Stored entries:
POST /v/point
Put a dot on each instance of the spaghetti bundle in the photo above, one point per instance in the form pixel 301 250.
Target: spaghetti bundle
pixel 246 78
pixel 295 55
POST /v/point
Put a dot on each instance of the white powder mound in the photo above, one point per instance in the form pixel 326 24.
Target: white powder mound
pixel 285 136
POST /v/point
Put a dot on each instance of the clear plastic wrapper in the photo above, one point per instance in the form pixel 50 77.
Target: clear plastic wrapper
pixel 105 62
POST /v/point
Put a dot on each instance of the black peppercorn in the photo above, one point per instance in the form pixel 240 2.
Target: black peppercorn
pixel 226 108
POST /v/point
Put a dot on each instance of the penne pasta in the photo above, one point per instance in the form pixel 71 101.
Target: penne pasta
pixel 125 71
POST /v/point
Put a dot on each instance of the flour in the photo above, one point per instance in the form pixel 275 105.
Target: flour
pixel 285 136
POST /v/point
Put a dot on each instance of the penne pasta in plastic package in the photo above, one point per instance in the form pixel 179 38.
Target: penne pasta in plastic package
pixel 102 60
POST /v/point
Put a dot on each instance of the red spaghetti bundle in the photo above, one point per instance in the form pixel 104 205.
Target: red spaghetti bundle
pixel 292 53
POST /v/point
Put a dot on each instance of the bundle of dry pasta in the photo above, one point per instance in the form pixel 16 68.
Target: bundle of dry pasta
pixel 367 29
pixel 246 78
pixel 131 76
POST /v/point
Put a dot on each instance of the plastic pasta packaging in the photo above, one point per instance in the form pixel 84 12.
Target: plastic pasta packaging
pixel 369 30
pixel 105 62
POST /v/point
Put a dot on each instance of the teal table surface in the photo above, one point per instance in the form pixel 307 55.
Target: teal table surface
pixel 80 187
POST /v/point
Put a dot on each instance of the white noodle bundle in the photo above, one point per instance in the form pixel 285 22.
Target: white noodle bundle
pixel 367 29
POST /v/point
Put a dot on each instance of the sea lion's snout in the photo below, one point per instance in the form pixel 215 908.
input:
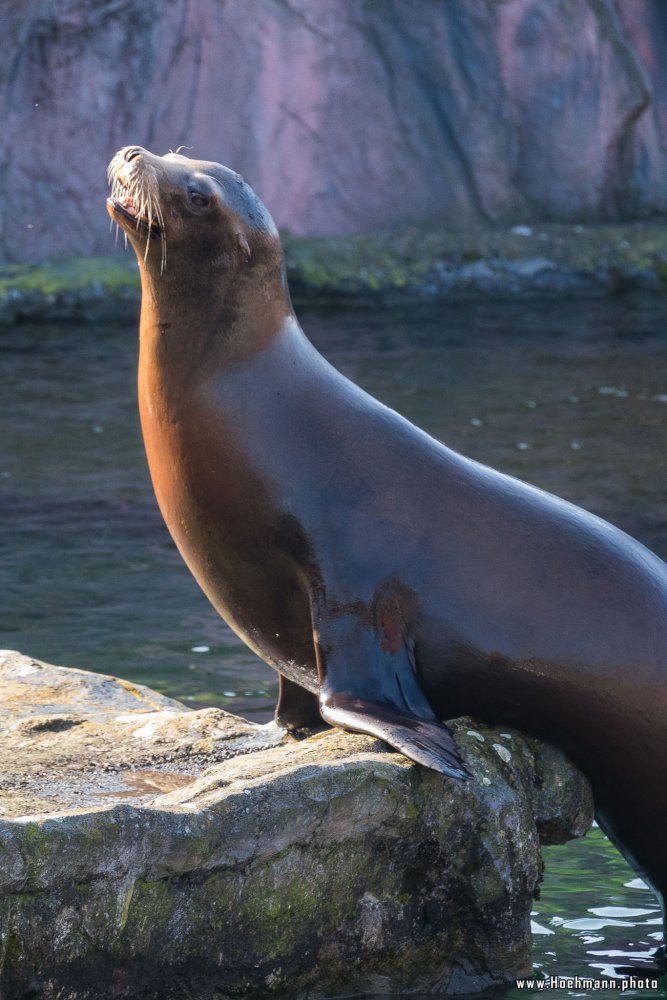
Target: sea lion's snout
pixel 130 152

Task objective |
Put each line of the rows above into a Markdown table with two columns, Line No. and Content. Skip blank lines and leave out the pictures.

Problem solution |
| Line No. | Content |
|---|---|
| 1 | POST /v/point |
| 2 | Put a dot on each instance of the spaghetti bundle in the photo above, one point per instance in the form pixel 301 250. |
| 3 | Target: spaghetti bundle |
| 4 | pixel 246 78 |
| 5 | pixel 295 55 |
| 6 | POST /v/point |
| 7 | Put a dot on each instance of the white powder mound in the photo above, one point per instance in the form pixel 326 24. |
| 8 | Target: white powder mound |
| 9 | pixel 285 136 |
| 10 | POST /v/point |
| 11 | Put a dot on each instance of the clear plastic wrapper in the photo above, one point per instance in the form pixel 50 77. |
| 12 | Target: clear plastic wrapper |
| 13 | pixel 105 62 |
| 14 | POST /v/point |
| 15 | Put a dot on each instance of the black peppercorn in the photo above, one point per instance in the form pixel 240 2. |
| 16 | Target: black peppercorn |
| 17 | pixel 226 108 |
| 18 | POST /v/point |
| 19 | Put a dot on each instance of the penne pasta in the photo above, one point per instance in the form pixel 71 101. |
| 20 | Target: penne pasta |
| 21 | pixel 125 71 |
| 22 | POST /v/point |
| 23 | Put a dot on each instance of the flour in the photo above, one point per instance in the form pixel 275 105. |
| 24 | Target: flour |
| 25 | pixel 285 136 |
| 26 | POST /v/point |
| 27 | Put a dot on each instance of the penne pasta in plastic package in the photo above, one point per instance in the form pixel 179 38. |
| 28 | Target: penne pasta in plastic package |
| 29 | pixel 102 60 |
| 30 | POST /v/point |
| 31 | Put a dot on each instance of the red spaghetti bundle in the photo above, one point per instance in the form pixel 104 205. |
| 32 | Target: red spaghetti bundle |
| 33 | pixel 292 53 |
| 34 | POST /v/point |
| 35 | Put a dot on each instance of the bundle of dry pasta in the photo above, one point per instance in the form pixel 16 68. |
| 36 | Target: bundle of dry pasta |
| 37 | pixel 367 29 |
| 38 | pixel 246 78 |
| 39 | pixel 131 76 |
| 40 | POST /v/point |
| 41 | Put a dot on each instance of the plastic pasta packaging in the photo above, one point per instance in the form pixel 84 12. |
| 42 | Target: plastic pasta packaging |
| 43 | pixel 369 30 |
| 44 | pixel 105 62 |
| 45 | POST /v/point |
| 46 | Put a dot on each instance of the teal table surface in the photo above, one point per instance in the form pixel 307 55. |
| 47 | Target: teal table surface |
| 48 | pixel 80 187 |
| 49 | POST /v/point |
| 50 | Put a dot on each instance of the white noodle bundle in the photo above, one point per instance in the form pixel 285 22. |
| 51 | Target: white noodle bundle |
| 52 | pixel 367 29 |
| 53 | POST /v/point |
| 54 | Put a dot on each instance of the sea lion's snout in the photo below, one point per instance in the form pixel 215 908. |
| 55 | input: |
| 56 | Target: sea lion's snout |
| 57 | pixel 130 152 |